«Известная экзекуция»
«Известная экзекуция»
Девятого июня Анна Иоанновна повелела следствие «более розысками не производить» и подготовить «изображение о винах» преступников. Для простолюдинов дела о «непристойных словах» обычно завершались битьем плетьми и «свобождением» на волю или к прежнему месту службы — при условии чистосердечного признания вины и обычной в подобных случаях ссылки на смягчающее обстоятельство — «безмерное пьянство». Но в случае с министром и его чиновными «конфидентами» такого быть не могло — даже несмотря на то, что следствие так и не смогло ничего выяснить про заговор и не были обнаружены какие-либо связи опального с гвардией. Примечательно, что служившего под его началом в «комиссии о размножении конских заводов», участвовавшего в рассмотрении дела Жолобова и не раз бывавшего в доме Волынского капитана Преображенского полка Василия Чичерина даже формально не «следовали».
К 16 июня «обстоятельное изображение» («экстракт») дела было подготовлено и передано императрице. Следственная комиссия перечислила «вины» Волынского: «составил предерзостное плутовское письмо для приведения верных ее величества рабов в подозрение»; «осмелился нарушить безопасность государственных палат… причинением побоев Тредьяковскому»; «питал на ее величество злобу»; «отзывался с поношением о высочайшей фамилии»; «сочинил разныя злодейския разсуждения и проект»; «имел с своими сообщниками злодейские речи касательно супружества государыни принцессы Анны»; «старался в высочайшей фамилии поселить раздор», «причитался к оной свойством» и т. д. Но пристрастное следствие так и не смогло доказать обвинение в якобы готовившемся захвате власти — главный подследственный «остался при том, что такого злого умыслу не имел».
Императрица, похоже, колебалась. Волынский, безусловно, заслужил опалу. Но допустить на десятом «триумфальном» году царствования позорную казнь толкового министра? Наконец, она решилась. 19 июня по высочайшему указу следственная «бригада» во главе с Ушаковым и Неплюевым была преобразована в суд. Под началом фельдмаршала И.Ю. Трубецкого состояли генерал-прокурор Н.Ю. Трубецкой, кабинет-министр А.М. Черкасский, обер-шталмейстер А.Б. Куракин, генералы Г.П. Чернышев и А.И. Ушаков, генерал-лейтенанты В.Ф. Салтыков, М.И. Хрущов и С.Л. Игнатьев, тайные советники И.И. Неплюев, Ф.В. Наумов, А.Л. Нарышкин, В.Я. Новосильцев и еще несколько чиновников, генералов и майоров гвардии. Эта комиссия должна была ознакомиться с обвинительным заключением и вынести приговор.

--*--

(ЗАДАНИЯ):
A) К какому числу в отрывке о деле Волынского «обстоятельное изображение» дела было подготовлено и передано императрице?
B) Перепишите из отрывка о деле Волынского место от «Императрица, похоже, колебалась.» до «и вынести приговор.» включительно, заменив «колебалась» на «сомневалась».

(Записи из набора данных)

--*--

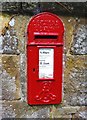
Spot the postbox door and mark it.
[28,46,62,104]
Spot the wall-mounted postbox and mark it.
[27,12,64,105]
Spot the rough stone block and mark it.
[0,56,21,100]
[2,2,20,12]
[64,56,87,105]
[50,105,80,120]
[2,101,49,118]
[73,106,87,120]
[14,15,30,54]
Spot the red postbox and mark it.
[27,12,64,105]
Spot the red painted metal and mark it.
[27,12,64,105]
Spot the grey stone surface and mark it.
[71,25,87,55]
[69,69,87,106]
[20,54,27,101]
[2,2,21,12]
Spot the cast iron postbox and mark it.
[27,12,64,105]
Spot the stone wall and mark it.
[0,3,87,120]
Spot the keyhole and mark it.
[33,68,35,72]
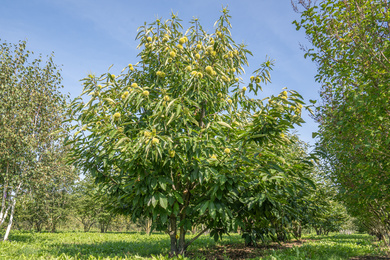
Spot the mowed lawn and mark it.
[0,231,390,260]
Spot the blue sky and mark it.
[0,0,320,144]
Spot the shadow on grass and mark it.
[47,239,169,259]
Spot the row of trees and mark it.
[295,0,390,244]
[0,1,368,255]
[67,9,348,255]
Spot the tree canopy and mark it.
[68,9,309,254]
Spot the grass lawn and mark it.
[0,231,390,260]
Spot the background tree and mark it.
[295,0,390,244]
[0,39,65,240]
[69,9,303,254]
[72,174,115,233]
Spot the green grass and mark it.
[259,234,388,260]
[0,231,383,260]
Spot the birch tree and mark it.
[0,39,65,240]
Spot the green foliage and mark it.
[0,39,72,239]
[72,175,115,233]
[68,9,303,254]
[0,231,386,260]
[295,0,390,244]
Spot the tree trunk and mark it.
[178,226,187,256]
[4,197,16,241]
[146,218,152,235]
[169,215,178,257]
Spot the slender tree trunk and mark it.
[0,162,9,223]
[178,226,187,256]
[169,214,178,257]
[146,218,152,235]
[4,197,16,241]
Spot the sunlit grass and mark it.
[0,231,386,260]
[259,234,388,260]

--*--

(ОТВЕТЫ К ЗАДАНИЯМ):
A) К 16 июня.

B)
Императрица, похоже, сомневалась. Волынский, безусловно, заслужил опалу. Но допустить на десятом «триумфальном» году царствования позорную казнь толкового министра? Наконец, она решилась. 19 июня по высочайшему указу следственная «бригада» во главе с Ушаковым и Неплюевым была преобразована в суд. Под началом фельдмаршала И.Ю. Трубецкого состояли генерал-прокурор Н.Ю. Трубецкой, кабинет-министр А.М. Черкасский, обер-шталмейстер А.Б. Куракин, генералы Г.П. Чернышев и А.И. Ушаков, генерал-лейтенанты В.Ф. Салтыков, М.И. Хрущов и С.Л. Игнатьев, тайные советники И.И. Неплюев, Ф.В. Наумов, А.Л. Нарышкин, В.Я. Новосильцев и еще несколько чиновников, генералов и майоров гвардии. Эта комиссия должна была ознакомиться с обвинительным заключением и вынести приговор.